General Director of Carabineros de Chile
- In office 27 November 2001 – 27 November 2005
- President: Ricardo Lagos
- Preceded by: Manuel Ugarte Soto
- Succeeded by: José Alejandro Bernales

Personal details
- Born: 23 July 1947 (age 79) Rancagua, Chile
- Spouse: Sylvia Spikin Urrutia
- Children: 2
- Education: Carabineros School

Military service
- Allegiance: Chile
- Branch/service: Carabineros de Chile
- Rank: General Director
- Commands: Carabineros de Chile

= Alberto Cienfuegos =

Alberto Temístocles Cienfuegos Becerra (born 23 July 1947) is a retired Chilean police officer who served as General Director of Carabineros de Chile from 2001 to 2005. He was appointed by President Ricardo Lagos, succeeding Manuel Ugarte Soto, and completed his four-year term in November 2005.

== Early life and education ==
Cienfuegos was born in Rancagua, Chile, on 23 July 1947, the son of General Óscar Cienfuegos Navarrete and Lucía Becerra Retamales. He attended the Liceo de Hombres de Rancagua and later the Liceo N.º 1 Valentín Letelier in Santiago, graduating in 1965.

Cienfuegos entered the Carabineros School on 16 March 1966 and was commissioned as a second lieutenant in December 1967. He later attended the Academy of Police Sciences, graduating as an officer in Police Sciences. He ranked first among the officers in his graduating class.

He also qualified as an instructor for Carabineros educational institutions and completed specialised courses in statistics, teaching methods and curriculum design.

Cienfuegos is married to Sylvia Spikin Urrutia, with whom he has two sons.

== Police career ==
After graduating from the Carabineros School, Cienfuegos served in units of the Valparaíso Prefecture between 1968 and 1970. He subsequently served with the Radio Patrol Prefecture, the Juvenile Police Department and the 9th Police Station in Santiago. After his promotion to captain in 1975, he was assigned to the 1st Police Station in Coyhaique and later served in the regional administration of what is now the Aysén Region.

During the late 1970s and early 1980s, he served with the Special Forces Prefecture, the National Academy of Political and Strategic Studies and the institution's Public Relations Department. After attending the Academy of Police Sciences, he was promoted to major in 1984 and served as commissioner of the 1st Police Station in Iquique from 1985 to 1987.

In 1988, Cienfuegos became commander of the Officer Candidates Group at the Carabineros School. Following his promotion to lieutenant colonel in 1989, he was appointed the school's administrative deputy director. From 1990 to 1991, he served as aide-de-camp to President Patricio Aylwin, and in 1992 was assigned to the Chilean embassy in the United States.

Data provided:
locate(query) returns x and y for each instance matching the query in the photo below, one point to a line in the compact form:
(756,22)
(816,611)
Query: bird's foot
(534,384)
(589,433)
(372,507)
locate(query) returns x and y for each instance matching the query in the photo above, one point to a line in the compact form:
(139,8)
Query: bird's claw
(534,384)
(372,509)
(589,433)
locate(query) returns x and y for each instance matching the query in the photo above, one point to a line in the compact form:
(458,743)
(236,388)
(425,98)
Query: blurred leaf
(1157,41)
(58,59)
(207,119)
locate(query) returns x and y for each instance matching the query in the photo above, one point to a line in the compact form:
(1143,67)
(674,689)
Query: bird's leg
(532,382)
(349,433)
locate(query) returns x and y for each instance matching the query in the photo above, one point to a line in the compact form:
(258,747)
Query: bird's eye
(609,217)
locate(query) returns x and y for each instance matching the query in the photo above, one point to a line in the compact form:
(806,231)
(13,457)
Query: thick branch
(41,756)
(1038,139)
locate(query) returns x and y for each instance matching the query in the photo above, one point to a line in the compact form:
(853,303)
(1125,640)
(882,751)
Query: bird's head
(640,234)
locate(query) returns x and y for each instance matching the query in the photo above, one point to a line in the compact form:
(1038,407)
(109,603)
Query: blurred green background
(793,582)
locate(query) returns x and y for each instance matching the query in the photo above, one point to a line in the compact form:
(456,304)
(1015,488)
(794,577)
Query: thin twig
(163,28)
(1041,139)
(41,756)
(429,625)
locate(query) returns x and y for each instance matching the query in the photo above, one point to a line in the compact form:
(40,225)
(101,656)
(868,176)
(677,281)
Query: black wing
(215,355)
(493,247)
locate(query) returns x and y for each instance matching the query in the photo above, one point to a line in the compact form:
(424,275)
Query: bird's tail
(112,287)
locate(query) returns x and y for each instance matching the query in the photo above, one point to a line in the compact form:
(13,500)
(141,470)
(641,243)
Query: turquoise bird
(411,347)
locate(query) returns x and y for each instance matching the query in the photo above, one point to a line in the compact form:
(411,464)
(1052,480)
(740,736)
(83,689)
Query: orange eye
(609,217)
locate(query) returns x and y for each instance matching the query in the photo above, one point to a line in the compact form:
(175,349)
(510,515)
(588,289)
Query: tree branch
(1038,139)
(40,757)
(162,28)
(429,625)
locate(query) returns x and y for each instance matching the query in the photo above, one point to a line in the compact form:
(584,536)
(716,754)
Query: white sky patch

Questions:
• A. In the Cienfuegos article, condense the paragraph beginning "Cienfuegos entered the Carabineros School" into a short bulleted list that keeps its main facts.
• B. Return the part of the Cienfuegos article from "He also qualified" to "the Aysén Region.", copied word for word.
The records come from a different source than the text about Alberto Cienfuegos.

Responses by item number:
• A.
- Entered the Carabineros School on 16 March 1966
- Commissioned as a second lieutenant in December 1967
- Graduated from the Academy of Police Sciences as an officer in Police Sciences, ranking first among the officers in his class

• B.
He also qualified as an instructor for Carabineros educational institutions and completed specialised courses in statistics, teaching methods and curriculum design.

Cienfuegos is married to Sylvia Spikin Urrutia, with whom he has two sons.

== Police career ==
After graduating from the Carabineros School, Cienfuegos served in units of the Valparaíso Prefecture between 1968 and 1970. He subsequently served with the Radio Patrol Prefecture, the Juvenile Police Department and the 9th Police Station in Santiago. After his promotion to captain in 1975, he was assigned to the 1st Police Station in Coyhaique and later served in the regional administration of what is now the Aysén Region.